“With the holiday season in the rear-view mirror, it is time to look forward to 2019 and the opportunity to pursue New Year’s resolutions.”
Recent studies show that about half of Americans still make resolutions, but fewer than 10% of us are successful in maintaining them, says The Sentinel in “Elder Care: New Year’s resolutions.” This year, try making your resolutions simpler and more time-sensitive, and maybe you’ll have more luck maintaining them. Start with your estate plan. A call to your estate planning attorney to make an appointment won’t take a lot of time, and it will get the process started.
Getting your estate plan in order in 2019 will prevent your family from unnecessary stress and costs in the future. Here are a few examples of what can happen to families who don’t plan properly.
A married couple owns a home and some investments. To protect their assets, they create a Revocable Living Trust and transfer all their assets into the trust. They believed that by doing so, they’ll avoid probate and preserve assets from long-term care costs. However, while a revocable trust can avoid probate, if properly created and funded, it has limited other benefits.
When the husband needed nursing care, the couple was surprised to learn that putting their largest asset—their primary residence—in a revocable trust resulted in a situation where the home was counted as an asset for Medical Assistance to pay for care.

Dataset
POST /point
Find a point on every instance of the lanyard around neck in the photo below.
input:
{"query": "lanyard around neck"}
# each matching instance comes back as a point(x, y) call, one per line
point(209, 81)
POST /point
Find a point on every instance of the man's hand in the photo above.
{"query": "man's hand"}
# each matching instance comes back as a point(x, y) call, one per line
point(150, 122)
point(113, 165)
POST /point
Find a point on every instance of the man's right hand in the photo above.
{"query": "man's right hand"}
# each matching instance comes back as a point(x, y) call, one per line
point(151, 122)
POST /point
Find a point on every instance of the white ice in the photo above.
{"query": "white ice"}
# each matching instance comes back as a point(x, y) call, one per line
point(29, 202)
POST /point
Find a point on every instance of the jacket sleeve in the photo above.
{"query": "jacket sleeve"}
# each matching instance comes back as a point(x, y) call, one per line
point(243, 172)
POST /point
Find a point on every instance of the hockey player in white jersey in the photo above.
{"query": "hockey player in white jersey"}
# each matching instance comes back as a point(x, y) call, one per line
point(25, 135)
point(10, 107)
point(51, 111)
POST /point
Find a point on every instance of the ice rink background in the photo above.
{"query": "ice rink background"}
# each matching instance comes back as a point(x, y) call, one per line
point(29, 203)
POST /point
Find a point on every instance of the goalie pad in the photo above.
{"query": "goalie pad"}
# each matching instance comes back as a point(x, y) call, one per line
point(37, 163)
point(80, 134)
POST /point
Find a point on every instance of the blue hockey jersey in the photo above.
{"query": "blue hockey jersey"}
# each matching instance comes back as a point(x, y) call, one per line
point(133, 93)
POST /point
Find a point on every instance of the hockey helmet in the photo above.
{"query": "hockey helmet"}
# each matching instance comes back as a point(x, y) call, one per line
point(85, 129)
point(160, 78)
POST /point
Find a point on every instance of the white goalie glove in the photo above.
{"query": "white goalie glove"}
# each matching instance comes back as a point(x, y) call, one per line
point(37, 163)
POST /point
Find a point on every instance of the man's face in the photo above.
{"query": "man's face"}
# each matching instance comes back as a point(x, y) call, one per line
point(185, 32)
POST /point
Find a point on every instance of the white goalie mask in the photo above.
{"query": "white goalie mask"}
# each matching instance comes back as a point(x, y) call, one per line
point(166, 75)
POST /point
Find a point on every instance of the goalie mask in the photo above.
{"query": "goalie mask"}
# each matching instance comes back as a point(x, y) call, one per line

What to work on
Decide whether each statement below agrees with the estate-planning passage. Answer yes or no for each one, and quote the words of the passage that settle it.
1. About half of Americans still make New Year's resolutions.
2. A revocable trust avoids probate no matter how it is created and funded.
3. Putting the couple's primary residence in a revocable trust kept the home from being counted as an asset for Medical Assistance.

Answer space
1. Yes: "about half of Americans still make resolutions"
2. No: "a revocable trust can avoid probate, if properly created and funded"
3. No: "putting their largest asset—their primary residence—in a revocable trust resulted in a situation where the home was counted as an asset for Medical Assistance to pay for care"